*EXERCISE AIM:* Edit the entries below by changing every "with a single point" to "with one point" and leaving everything else as it is. Leave the pictures out of your answer.

[DATA SECTION start]

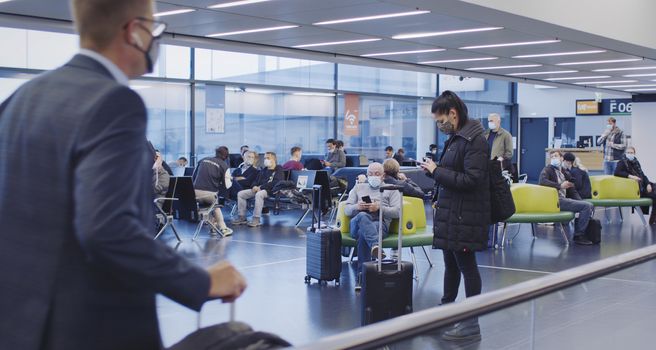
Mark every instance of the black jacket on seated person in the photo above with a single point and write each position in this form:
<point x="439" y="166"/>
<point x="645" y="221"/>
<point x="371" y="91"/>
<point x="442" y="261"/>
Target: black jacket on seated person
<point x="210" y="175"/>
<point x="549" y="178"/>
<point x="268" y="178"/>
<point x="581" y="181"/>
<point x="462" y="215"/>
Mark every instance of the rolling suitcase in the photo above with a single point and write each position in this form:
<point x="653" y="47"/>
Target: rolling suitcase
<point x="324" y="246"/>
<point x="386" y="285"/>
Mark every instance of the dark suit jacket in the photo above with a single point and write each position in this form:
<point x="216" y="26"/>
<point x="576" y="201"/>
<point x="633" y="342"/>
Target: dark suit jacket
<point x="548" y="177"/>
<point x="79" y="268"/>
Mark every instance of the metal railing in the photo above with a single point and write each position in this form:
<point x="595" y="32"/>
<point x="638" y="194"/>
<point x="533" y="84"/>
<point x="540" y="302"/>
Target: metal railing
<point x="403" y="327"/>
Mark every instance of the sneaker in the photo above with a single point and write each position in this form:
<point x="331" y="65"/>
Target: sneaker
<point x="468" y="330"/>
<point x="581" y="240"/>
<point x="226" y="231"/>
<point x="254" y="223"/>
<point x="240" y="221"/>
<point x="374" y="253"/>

[DATA SECTION end]

*IN RESPONSE:*
Mark every instance of the black jacket on seated person in the photo above with one point and write each position in this form:
<point x="439" y="166"/>
<point x="645" y="221"/>
<point x="371" y="91"/>
<point x="442" y="261"/>
Target: black jacket on seated person
<point x="210" y="175"/>
<point x="549" y="178"/>
<point x="268" y="178"/>
<point x="581" y="181"/>
<point x="462" y="215"/>
Mark every instance of the rolling suitcase in the photo above with one point and write each position in this form:
<point x="653" y="47"/>
Target: rolling suitcase
<point x="324" y="246"/>
<point x="386" y="285"/>
Mark every instance of the dark suit jacket in the photo above with one point and write each position in this form:
<point x="216" y="26"/>
<point x="576" y="201"/>
<point x="633" y="342"/>
Target: dark suit jacket
<point x="548" y="177"/>
<point x="79" y="268"/>
Mark every instance of the metal railing in the photo above with one point and write each position in this form:
<point x="595" y="32"/>
<point x="638" y="194"/>
<point x="533" y="84"/>
<point x="540" y="302"/>
Target: metal railing
<point x="403" y="327"/>
Mark every instance of the sneaker in the photo above with one point and write each position in this form:
<point x="331" y="65"/>
Target: sneaker
<point x="468" y="330"/>
<point x="581" y="240"/>
<point x="226" y="231"/>
<point x="254" y="223"/>
<point x="240" y="221"/>
<point x="374" y="253"/>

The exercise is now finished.